▶ _Task description_
Set every record down again exactly. Do not carry over the pictures.

▶ _Data provided_
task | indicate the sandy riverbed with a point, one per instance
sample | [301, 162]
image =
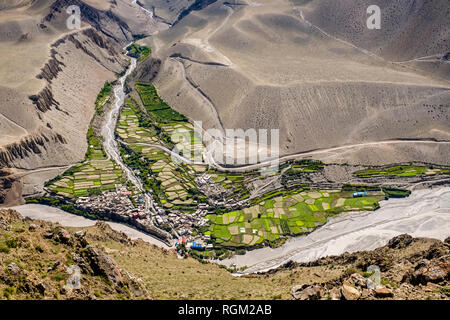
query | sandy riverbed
[426, 213]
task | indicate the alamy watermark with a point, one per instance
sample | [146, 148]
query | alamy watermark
[74, 279]
[374, 20]
[228, 148]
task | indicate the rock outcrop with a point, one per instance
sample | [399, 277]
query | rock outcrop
[51, 262]
[411, 269]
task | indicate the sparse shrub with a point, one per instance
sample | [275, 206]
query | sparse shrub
[4, 248]
[9, 292]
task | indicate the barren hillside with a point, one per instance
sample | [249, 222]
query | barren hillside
[35, 257]
[50, 79]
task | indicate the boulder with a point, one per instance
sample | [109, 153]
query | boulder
[357, 280]
[335, 294]
[104, 265]
[400, 242]
[14, 268]
[431, 271]
[349, 292]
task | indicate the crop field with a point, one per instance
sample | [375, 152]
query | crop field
[129, 128]
[157, 108]
[138, 52]
[285, 215]
[233, 182]
[401, 171]
[103, 97]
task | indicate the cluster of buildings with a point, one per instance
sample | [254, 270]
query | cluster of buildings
[119, 201]
[184, 225]
[131, 207]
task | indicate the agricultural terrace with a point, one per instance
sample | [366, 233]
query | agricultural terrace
[233, 183]
[95, 175]
[103, 98]
[292, 214]
[157, 108]
[173, 128]
[402, 171]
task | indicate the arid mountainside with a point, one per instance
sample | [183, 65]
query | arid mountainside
[50, 78]
[36, 255]
[313, 70]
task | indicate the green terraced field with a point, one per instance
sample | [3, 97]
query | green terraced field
[173, 185]
[95, 175]
[129, 128]
[401, 171]
[138, 52]
[89, 178]
[285, 215]
[103, 97]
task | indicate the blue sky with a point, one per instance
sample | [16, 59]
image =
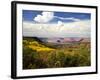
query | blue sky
[56, 24]
[30, 15]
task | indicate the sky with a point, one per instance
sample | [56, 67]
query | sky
[56, 24]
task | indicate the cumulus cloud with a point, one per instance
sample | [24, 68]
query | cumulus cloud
[60, 23]
[44, 17]
[70, 18]
[48, 16]
[72, 29]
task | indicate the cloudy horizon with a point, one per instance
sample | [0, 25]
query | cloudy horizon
[56, 24]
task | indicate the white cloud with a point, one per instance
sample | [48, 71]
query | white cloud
[60, 23]
[48, 16]
[72, 29]
[44, 17]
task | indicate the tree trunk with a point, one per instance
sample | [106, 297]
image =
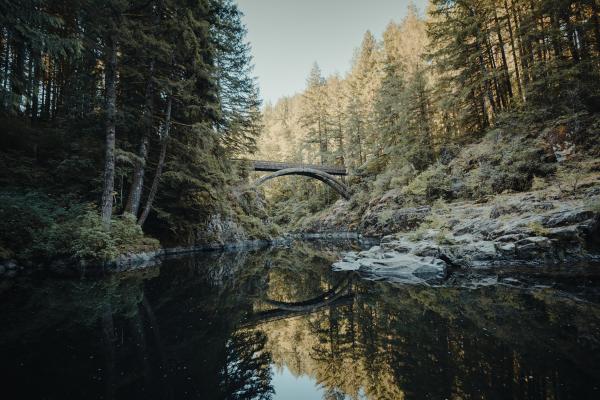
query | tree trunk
[135, 192]
[111, 99]
[160, 165]
[596, 22]
[503, 53]
[35, 90]
[513, 47]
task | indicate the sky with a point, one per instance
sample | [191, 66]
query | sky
[288, 36]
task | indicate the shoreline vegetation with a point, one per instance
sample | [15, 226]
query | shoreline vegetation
[470, 131]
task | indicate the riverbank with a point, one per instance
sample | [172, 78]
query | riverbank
[521, 229]
[146, 259]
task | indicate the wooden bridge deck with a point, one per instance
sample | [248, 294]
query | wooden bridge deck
[273, 166]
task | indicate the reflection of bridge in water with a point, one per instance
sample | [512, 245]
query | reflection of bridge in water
[341, 294]
[325, 173]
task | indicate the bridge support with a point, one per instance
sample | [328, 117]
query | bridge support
[324, 177]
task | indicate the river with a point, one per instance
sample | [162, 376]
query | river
[278, 323]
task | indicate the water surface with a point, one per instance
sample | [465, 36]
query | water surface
[280, 324]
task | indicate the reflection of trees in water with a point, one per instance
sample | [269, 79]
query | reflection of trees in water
[127, 336]
[174, 333]
[414, 342]
[247, 373]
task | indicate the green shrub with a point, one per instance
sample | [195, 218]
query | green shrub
[429, 185]
[36, 226]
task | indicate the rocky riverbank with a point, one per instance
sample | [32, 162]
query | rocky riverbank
[534, 228]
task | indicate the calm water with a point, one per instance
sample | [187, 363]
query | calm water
[279, 324]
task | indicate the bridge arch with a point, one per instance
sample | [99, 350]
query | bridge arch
[324, 177]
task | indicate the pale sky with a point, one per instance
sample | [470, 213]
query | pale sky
[288, 36]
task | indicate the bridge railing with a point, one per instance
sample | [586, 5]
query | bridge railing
[264, 165]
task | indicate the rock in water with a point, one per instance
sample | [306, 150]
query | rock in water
[394, 266]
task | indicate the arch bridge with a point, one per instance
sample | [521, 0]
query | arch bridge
[325, 173]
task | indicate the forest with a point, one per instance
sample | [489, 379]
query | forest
[463, 101]
[122, 119]
[119, 118]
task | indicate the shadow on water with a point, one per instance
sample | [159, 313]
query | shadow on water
[225, 326]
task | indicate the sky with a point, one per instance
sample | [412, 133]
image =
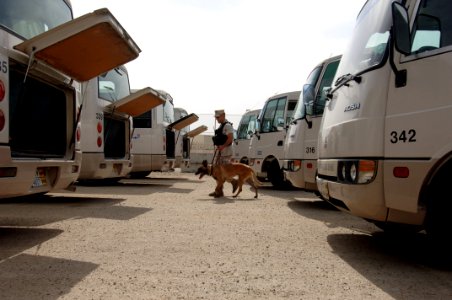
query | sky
[228, 54]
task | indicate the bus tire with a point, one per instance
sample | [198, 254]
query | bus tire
[139, 175]
[276, 176]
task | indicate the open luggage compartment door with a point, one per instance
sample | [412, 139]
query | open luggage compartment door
[85, 47]
[138, 103]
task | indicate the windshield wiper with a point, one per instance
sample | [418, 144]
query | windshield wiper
[343, 80]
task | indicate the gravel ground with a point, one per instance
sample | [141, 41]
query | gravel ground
[163, 238]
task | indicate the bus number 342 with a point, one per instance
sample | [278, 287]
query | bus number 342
[403, 136]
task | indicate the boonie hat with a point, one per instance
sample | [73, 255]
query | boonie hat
[219, 112]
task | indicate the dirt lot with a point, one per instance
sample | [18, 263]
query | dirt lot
[163, 238]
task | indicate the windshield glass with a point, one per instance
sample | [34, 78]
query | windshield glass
[114, 85]
[368, 46]
[300, 109]
[168, 112]
[247, 127]
[28, 18]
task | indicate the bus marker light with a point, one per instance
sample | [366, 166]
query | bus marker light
[2, 120]
[401, 172]
[2, 91]
[8, 172]
[78, 134]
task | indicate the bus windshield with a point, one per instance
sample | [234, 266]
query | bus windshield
[28, 18]
[168, 112]
[114, 85]
[247, 127]
[368, 47]
[308, 87]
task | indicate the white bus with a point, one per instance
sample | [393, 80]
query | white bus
[154, 138]
[267, 144]
[106, 126]
[247, 127]
[300, 147]
[43, 56]
[385, 141]
[184, 137]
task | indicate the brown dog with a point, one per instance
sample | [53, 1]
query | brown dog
[227, 172]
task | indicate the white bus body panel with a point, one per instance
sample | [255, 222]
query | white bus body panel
[407, 126]
[301, 141]
[241, 146]
[77, 59]
[94, 163]
[148, 144]
[268, 146]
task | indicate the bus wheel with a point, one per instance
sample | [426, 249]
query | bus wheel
[139, 175]
[244, 161]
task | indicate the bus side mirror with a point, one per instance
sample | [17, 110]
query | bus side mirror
[401, 28]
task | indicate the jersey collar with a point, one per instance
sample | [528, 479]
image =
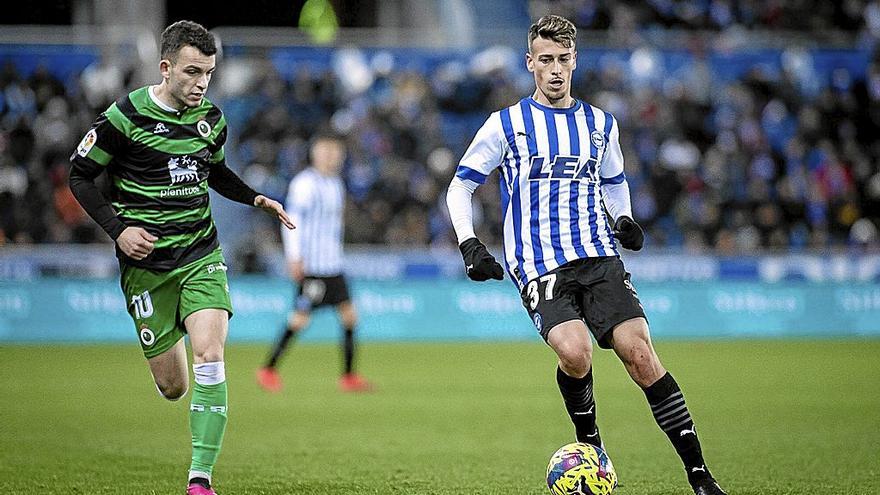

▶ _Result of this exercise_
task | indicate the sandy riverbed with a point, one per instance
sample | [301, 162]
image =
query | sandy riverbed
[426, 213]
task | indicate the alamy watermark with a point, one per instance
sample | [146, 148]
query | alamy watermark
[74, 279]
[374, 20]
[228, 148]
task | indicate the rock outcrop with a point, one per instance
sample | [399, 277]
query | rock outcrop
[51, 262]
[411, 269]
task | indicate the sparse shrub with a point, one per instance
sample | [275, 206]
query | sparse shrub
[4, 248]
[9, 292]
task | indicate the barren hillside with a point, one per instance
sample | [249, 222]
query | barren hillside
[35, 257]
[50, 79]
task | indicate the boulder with a point, one per instance
sample | [109, 153]
query | boulder
[357, 280]
[335, 294]
[104, 265]
[400, 242]
[14, 268]
[431, 271]
[349, 292]
task | indicate the crop field with a point, one per instance
sample | [375, 152]
query | crop field
[129, 128]
[157, 108]
[138, 52]
[285, 215]
[233, 182]
[401, 171]
[103, 97]
task | indicate the cluster of buildings with a point, one per instance
sample | [254, 270]
query | cluster of buildings
[119, 201]
[184, 225]
[131, 207]
task | indicate the agricultural terrace with a point, one per instance
sample | [366, 233]
query | agricultural terrace
[233, 183]
[95, 175]
[103, 98]
[292, 214]
[157, 108]
[173, 128]
[402, 171]
task | indicate the arid mountainside with a point, one per instance
sample | [183, 65]
query | arid mountainside
[50, 78]
[36, 255]
[313, 70]
task | indicate the green terraced field with a point, one per instance
sample | [3, 97]
query | green terraced field
[173, 185]
[95, 175]
[129, 128]
[401, 171]
[138, 52]
[89, 178]
[285, 215]
[103, 97]
task | indicate the blue sky with a point, one per instance
sample | [16, 59]
image =
query | blue sky
[56, 24]
[30, 15]
task | indicate the sky with a point, one per instance
sample | [56, 67]
query | sky
[56, 24]
task | indicate the cumulus cloud with a point, one per instance
sample | [24, 68]
query | cumulus cloud
[60, 23]
[44, 17]
[70, 18]
[48, 16]
[72, 29]
task | indicate the cloudy horizon with a point, one per instance
sample | [0, 25]
query | cloudy horizon
[56, 24]
task | indicate the white cloud with a point, one per instance
sample | [48, 71]
query | white cloud
[60, 23]
[48, 16]
[72, 29]
[44, 17]
task | indicate the tree trunk with a point, one per instance
sample | [106, 297]
image =
query | tree trunk
[135, 192]
[111, 99]
[160, 165]
[596, 22]
[503, 53]
[35, 90]
[513, 47]
task | indicate the sky with a point, one per instance
sample | [191, 66]
query | sky
[288, 36]
task | indicate the shoreline vegetation with a point, one per instance
sample | [15, 226]
query | shoreline vegetation
[470, 131]
task | indicate the riverbank with a point, one per instance
sample | [172, 78]
query | riverbank
[521, 229]
[146, 259]
task | indicate the wooden bridge deck with a point, one per instance
sample | [248, 294]
query | wooden bridge deck
[273, 166]
task | indicate the reflection of bridge in water with a point, one per instance
sample | [512, 245]
query | reflection of bridge in water
[341, 294]
[325, 173]
task | indicate the bridge support with a point, one per instance
sample | [328, 117]
query | bridge support
[324, 177]
task | indicate the river with a point, one per instance
sample | [162, 376]
query | river
[278, 323]
task | indicate the water surface with a point, one per instance
sample | [465, 36]
query | water surface
[280, 324]
task | indicate the reflection of trees in water with a point, one per instance
sample | [269, 79]
query | reflection of trees in water
[127, 336]
[174, 333]
[414, 342]
[247, 373]
task | indicate the green shrub with a point, one per instance
sample | [195, 218]
query | green shrub
[429, 185]
[36, 226]
task | indicate the rocky riverbank with a point, one per instance
sample | [32, 162]
query | rocky riverbank
[534, 228]
task | indicate the calm water with a point, one per instance
sample | [187, 363]
query | calm water
[279, 324]
task | indicate the bridge arch with a point, one per instance
sample | [99, 350]
query | bridge arch
[324, 177]
task | indicate the pale sky with a point, one per instance
sample | [470, 213]
query | pale sky
[288, 36]
task | indicate the bridge railing with a point, one per instance
sample | [586, 5]
query | bridge railing
[264, 165]
task | indicate the rock in water with a point, one per instance
sample | [306, 150]
query | rock in water
[394, 266]
task | indicate the arch bridge with a point, one per instance
sample | [521, 0]
query | arch bridge
[325, 173]
task | indicate the forest with a point, one per instance
sample | [489, 379]
query | forest
[463, 101]
[122, 119]
[119, 118]
task | indicate the shadow on water with a point, one per instance
sample | [159, 313]
query | shadow on water
[225, 326]
task | indicate the sky with a point, one per instance
sample | [412, 133]
image =
query | sky
[228, 54]
task | indicate the bus tire with a point, one per instance
sample | [198, 254]
query | bus tire
[139, 175]
[276, 176]
task | indicate the open luggage compartment door with a point, one per instance
sample | [412, 139]
query | open luggage compartment door
[85, 47]
[138, 103]
task | indicate the windshield wiper with a point, one per instance
sample | [418, 144]
query | windshield wiper
[343, 80]
task | indicate the gravel ground with a point, one per instance
sample | [141, 41]
query | gravel ground
[163, 238]
task | indicate the bus number 342 with a point, one per instance
sample | [278, 287]
query | bus number 342
[403, 136]
task | indicate the boonie hat with a point, one per instance
sample | [73, 255]
query | boonie hat
[219, 112]
task | indicate the dirt lot with a point, one per instance
sample | [18, 263]
query | dirt lot
[163, 238]
task | indicate the windshield glass with a point, one per instance
sample | [34, 78]
query | windshield glass
[114, 85]
[368, 46]
[300, 109]
[168, 112]
[247, 127]
[28, 18]
task | indicate the bus marker light with a point, one per instance
sample | [366, 166]
query | bus marker light
[2, 120]
[401, 172]
[2, 91]
[8, 172]
[78, 134]
task | indicate the bus windshield with a point, one per instance
sample | [234, 266]
query | bus windshield
[28, 18]
[168, 112]
[114, 85]
[247, 127]
[368, 47]
[308, 87]
task | indicate the white bus with a point, one per instance
sample | [393, 80]
query | white bus
[154, 138]
[267, 144]
[106, 126]
[247, 127]
[300, 147]
[43, 56]
[385, 141]
[184, 137]
task | indicate the brown dog with a point, one per instance
sample | [53, 1]
query | brown dog
[227, 172]
task | indicate the white bus body panel with a point, one per instance
sample | [255, 222]
query | white bus body panel
[407, 126]
[301, 141]
[241, 146]
[77, 59]
[94, 163]
[148, 144]
[268, 146]
task | indicate the bus wheel with a point, one per instance
sample | [426, 249]
query | bus wheel
[139, 175]
[244, 161]
task | indicate the bus side mirror with a point, one per instance
sample | [17, 110]
query | bus side mirror
[401, 28]
task | indicate the jersey collar with a point, one per instance
sample | [528, 479]
image =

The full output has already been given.